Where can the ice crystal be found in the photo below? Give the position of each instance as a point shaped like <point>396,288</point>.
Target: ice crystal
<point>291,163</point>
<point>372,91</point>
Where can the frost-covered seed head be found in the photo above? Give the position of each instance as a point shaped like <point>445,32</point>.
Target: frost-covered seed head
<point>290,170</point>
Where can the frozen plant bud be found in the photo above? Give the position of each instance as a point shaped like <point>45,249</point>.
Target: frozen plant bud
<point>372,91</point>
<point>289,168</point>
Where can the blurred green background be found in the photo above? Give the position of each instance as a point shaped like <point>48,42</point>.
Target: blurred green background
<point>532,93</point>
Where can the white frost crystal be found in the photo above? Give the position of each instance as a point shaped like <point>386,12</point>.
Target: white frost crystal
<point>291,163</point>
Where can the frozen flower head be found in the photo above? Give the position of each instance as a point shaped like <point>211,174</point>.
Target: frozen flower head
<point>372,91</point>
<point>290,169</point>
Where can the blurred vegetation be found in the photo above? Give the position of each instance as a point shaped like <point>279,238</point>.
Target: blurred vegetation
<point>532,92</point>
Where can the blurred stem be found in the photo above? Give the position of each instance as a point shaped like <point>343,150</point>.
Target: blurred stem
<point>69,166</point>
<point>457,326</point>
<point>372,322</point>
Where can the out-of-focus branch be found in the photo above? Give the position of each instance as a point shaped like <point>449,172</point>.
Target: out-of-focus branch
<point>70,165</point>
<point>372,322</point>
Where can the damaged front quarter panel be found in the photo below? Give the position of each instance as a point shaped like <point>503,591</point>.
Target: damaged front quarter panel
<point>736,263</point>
■ ■ ■
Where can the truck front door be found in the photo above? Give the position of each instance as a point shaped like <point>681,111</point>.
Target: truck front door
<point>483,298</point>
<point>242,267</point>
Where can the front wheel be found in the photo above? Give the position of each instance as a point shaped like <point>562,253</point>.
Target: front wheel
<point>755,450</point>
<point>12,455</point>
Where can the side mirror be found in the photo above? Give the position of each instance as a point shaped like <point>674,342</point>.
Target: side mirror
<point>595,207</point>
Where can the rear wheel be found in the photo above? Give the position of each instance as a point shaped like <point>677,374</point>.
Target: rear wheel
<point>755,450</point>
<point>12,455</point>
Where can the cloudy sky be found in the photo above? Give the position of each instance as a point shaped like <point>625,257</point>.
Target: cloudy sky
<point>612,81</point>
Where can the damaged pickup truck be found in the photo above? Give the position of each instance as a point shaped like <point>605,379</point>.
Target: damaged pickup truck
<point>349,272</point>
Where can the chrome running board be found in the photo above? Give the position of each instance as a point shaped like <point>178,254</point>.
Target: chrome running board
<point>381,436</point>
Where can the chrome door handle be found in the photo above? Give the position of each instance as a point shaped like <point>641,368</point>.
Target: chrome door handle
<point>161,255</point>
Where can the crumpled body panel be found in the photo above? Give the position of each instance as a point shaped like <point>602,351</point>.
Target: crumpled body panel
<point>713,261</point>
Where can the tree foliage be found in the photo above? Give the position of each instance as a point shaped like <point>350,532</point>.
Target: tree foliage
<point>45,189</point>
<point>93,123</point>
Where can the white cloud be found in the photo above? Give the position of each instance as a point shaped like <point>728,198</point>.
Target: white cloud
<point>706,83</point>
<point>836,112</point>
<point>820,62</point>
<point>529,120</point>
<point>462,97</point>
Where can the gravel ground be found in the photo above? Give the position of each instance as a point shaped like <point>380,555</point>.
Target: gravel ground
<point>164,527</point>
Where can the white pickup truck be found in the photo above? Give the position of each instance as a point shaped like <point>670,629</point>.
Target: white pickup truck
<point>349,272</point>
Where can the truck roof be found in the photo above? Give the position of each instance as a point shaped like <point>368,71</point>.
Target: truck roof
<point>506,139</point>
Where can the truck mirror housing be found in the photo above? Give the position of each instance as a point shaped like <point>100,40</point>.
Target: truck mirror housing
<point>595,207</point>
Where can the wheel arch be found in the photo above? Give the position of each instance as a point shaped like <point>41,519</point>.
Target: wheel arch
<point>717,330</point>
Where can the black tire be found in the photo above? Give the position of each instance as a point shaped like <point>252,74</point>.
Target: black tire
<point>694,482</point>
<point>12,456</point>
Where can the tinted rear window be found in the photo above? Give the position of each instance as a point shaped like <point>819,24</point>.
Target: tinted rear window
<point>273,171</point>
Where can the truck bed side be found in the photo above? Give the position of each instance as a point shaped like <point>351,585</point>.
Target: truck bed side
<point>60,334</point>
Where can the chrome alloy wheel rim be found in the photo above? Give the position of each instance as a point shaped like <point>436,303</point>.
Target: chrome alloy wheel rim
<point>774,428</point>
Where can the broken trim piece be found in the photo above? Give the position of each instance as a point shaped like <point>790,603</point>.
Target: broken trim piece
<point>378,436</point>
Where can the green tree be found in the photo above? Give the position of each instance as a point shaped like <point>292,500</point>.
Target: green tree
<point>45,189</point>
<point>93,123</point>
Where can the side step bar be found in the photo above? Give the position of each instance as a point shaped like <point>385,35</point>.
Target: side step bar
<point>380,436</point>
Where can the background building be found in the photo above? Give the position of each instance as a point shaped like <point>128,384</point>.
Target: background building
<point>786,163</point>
■ ■ ■
**The task**
Pick out every line of the items above that contains the string "trim", and copy each such line in full. Treat uppercase and lowercase letters as distinct when matching.

**Correct result**
Where can the broken trim piece be found in the photo above? Give the position of each instance as a point shaped like <point>790,603</point>.
Target: broken trim piece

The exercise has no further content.